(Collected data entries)

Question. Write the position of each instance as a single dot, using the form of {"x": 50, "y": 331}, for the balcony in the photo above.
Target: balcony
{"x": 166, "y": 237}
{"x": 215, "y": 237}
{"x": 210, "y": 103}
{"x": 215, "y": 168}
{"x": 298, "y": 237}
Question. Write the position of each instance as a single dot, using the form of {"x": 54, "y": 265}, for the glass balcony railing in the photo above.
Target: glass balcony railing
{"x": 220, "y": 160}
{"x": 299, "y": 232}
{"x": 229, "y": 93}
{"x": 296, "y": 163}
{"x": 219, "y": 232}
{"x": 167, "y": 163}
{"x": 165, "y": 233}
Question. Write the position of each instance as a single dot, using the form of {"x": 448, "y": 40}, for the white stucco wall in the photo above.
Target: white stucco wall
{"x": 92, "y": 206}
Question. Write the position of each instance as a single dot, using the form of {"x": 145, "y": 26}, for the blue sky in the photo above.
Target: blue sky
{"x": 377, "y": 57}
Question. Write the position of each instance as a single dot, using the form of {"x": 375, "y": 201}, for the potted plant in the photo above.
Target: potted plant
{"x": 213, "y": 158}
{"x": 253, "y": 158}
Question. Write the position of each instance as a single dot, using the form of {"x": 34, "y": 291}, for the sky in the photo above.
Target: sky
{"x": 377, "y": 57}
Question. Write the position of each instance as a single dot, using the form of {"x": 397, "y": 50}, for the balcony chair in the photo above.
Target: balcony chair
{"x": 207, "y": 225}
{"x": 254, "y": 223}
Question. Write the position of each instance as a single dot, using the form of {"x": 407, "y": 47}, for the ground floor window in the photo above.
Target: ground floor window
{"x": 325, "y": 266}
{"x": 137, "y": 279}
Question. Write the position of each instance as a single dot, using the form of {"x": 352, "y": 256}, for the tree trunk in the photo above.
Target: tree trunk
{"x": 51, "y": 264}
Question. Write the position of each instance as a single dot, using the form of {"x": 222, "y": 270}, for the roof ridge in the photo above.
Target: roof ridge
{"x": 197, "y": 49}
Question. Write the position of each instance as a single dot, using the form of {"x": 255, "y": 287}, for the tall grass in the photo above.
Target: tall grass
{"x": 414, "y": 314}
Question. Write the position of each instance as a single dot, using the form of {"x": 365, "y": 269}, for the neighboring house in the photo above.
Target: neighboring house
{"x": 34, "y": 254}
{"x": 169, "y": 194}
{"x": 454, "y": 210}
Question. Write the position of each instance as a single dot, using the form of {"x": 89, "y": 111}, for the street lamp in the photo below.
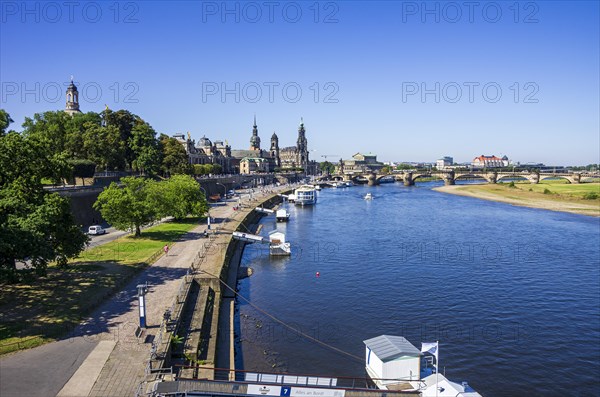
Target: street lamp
{"x": 224, "y": 189}
{"x": 208, "y": 206}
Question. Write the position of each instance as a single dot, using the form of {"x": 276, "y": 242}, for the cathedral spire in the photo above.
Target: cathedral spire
{"x": 72, "y": 105}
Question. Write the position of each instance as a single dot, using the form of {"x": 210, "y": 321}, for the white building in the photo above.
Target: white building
{"x": 490, "y": 162}
{"x": 392, "y": 360}
{"x": 444, "y": 162}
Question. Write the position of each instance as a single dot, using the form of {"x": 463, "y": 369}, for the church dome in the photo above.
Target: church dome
{"x": 204, "y": 141}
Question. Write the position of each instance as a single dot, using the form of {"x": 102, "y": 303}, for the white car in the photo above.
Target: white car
{"x": 96, "y": 229}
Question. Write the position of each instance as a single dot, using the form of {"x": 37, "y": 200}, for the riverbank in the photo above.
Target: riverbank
{"x": 548, "y": 196}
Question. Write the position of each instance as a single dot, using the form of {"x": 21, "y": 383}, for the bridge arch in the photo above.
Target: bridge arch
{"x": 426, "y": 175}
{"x": 551, "y": 176}
{"x": 486, "y": 178}
{"x": 518, "y": 177}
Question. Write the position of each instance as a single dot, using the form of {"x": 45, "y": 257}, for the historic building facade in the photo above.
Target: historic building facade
{"x": 207, "y": 152}
{"x": 490, "y": 162}
{"x": 276, "y": 158}
{"x": 359, "y": 164}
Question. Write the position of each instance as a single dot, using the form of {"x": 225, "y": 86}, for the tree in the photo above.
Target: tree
{"x": 326, "y": 167}
{"x": 83, "y": 169}
{"x": 174, "y": 157}
{"x": 216, "y": 169}
{"x": 127, "y": 207}
{"x": 145, "y": 148}
{"x": 35, "y": 226}
{"x": 103, "y": 146}
{"x": 178, "y": 196}
{"x": 5, "y": 120}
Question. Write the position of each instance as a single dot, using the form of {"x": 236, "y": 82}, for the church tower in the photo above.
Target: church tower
{"x": 72, "y": 106}
{"x": 275, "y": 150}
{"x": 255, "y": 140}
{"x": 302, "y": 146}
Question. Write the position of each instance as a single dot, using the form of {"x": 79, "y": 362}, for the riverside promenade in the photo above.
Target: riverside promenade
{"x": 103, "y": 356}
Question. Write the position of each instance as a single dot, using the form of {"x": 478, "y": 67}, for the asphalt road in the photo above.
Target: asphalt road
{"x": 44, "y": 370}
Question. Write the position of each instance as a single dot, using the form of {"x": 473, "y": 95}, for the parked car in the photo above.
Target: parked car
{"x": 96, "y": 229}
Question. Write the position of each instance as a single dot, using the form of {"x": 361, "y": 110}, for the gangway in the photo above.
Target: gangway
{"x": 250, "y": 238}
{"x": 263, "y": 210}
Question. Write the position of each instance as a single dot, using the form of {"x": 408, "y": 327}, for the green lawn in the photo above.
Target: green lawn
{"x": 32, "y": 314}
{"x": 561, "y": 187}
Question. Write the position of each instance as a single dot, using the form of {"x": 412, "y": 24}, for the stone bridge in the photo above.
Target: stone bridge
{"x": 450, "y": 177}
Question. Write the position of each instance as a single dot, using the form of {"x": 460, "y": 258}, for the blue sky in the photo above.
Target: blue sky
{"x": 518, "y": 80}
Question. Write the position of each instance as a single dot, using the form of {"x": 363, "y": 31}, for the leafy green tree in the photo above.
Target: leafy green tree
{"x": 5, "y": 120}
{"x": 145, "y": 148}
{"x": 35, "y": 226}
{"x": 83, "y": 169}
{"x": 216, "y": 169}
{"x": 326, "y": 167}
{"x": 178, "y": 196}
{"x": 174, "y": 157}
{"x": 127, "y": 207}
{"x": 103, "y": 146}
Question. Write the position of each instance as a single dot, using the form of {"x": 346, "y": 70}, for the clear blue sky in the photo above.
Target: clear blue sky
{"x": 377, "y": 58}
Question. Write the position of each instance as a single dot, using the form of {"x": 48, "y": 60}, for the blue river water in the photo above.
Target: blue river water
{"x": 512, "y": 294}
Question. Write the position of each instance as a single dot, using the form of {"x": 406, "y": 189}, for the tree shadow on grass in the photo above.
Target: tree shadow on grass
{"x": 54, "y": 306}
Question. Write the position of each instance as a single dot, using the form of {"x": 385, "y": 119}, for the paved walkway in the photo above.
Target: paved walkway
{"x": 112, "y": 358}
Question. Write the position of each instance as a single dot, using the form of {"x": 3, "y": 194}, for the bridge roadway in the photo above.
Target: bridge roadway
{"x": 450, "y": 177}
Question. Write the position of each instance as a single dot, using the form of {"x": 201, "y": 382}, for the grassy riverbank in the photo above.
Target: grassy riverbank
{"x": 583, "y": 198}
{"x": 36, "y": 313}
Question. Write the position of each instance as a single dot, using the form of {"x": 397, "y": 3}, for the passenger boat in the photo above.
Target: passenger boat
{"x": 278, "y": 246}
{"x": 306, "y": 195}
{"x": 282, "y": 215}
{"x": 393, "y": 363}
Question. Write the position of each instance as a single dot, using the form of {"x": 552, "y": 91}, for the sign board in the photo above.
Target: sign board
{"x": 313, "y": 392}
{"x": 264, "y": 390}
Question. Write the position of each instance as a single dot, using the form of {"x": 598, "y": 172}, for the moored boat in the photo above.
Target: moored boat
{"x": 278, "y": 246}
{"x": 282, "y": 215}
{"x": 306, "y": 195}
{"x": 393, "y": 363}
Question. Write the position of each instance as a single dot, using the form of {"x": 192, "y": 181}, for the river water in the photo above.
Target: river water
{"x": 511, "y": 293}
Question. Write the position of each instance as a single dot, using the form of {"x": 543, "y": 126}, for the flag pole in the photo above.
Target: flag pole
{"x": 437, "y": 367}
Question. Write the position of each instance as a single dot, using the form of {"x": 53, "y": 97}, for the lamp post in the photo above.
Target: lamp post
{"x": 224, "y": 189}
{"x": 208, "y": 210}
{"x": 142, "y": 289}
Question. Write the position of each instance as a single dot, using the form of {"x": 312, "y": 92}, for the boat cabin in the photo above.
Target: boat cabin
{"x": 277, "y": 238}
{"x": 392, "y": 360}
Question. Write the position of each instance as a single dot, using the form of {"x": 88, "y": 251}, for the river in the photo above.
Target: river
{"x": 511, "y": 293}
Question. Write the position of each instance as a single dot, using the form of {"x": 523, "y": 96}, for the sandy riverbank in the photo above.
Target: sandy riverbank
{"x": 524, "y": 198}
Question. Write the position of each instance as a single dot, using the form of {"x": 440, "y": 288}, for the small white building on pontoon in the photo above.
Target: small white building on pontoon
{"x": 392, "y": 360}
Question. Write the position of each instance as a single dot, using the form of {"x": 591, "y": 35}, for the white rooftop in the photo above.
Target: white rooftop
{"x": 389, "y": 347}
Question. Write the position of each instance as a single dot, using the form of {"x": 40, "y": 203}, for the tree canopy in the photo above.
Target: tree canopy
{"x": 36, "y": 226}
{"x": 139, "y": 201}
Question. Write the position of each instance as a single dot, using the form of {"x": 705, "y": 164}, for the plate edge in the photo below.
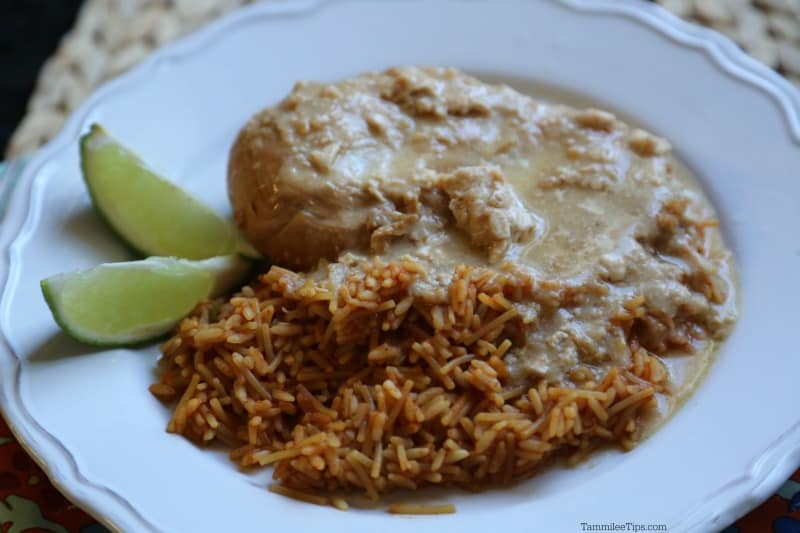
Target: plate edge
{"x": 766, "y": 472}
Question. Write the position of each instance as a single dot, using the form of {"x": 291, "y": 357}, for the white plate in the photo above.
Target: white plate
{"x": 88, "y": 419}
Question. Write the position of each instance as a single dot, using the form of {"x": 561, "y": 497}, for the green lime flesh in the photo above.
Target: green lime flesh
{"x": 154, "y": 216}
{"x": 117, "y": 304}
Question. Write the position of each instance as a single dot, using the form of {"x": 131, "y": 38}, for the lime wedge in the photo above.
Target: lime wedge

• YOUR OBJECTIVE
Return each line of the data above that includes the word "wedge".

• RESULT OF THE TASK
Question. Write the position of each instance as a single dot, using the form of {"x": 131, "y": 38}, for the lime wedge in the photo above.
Target: lime wedge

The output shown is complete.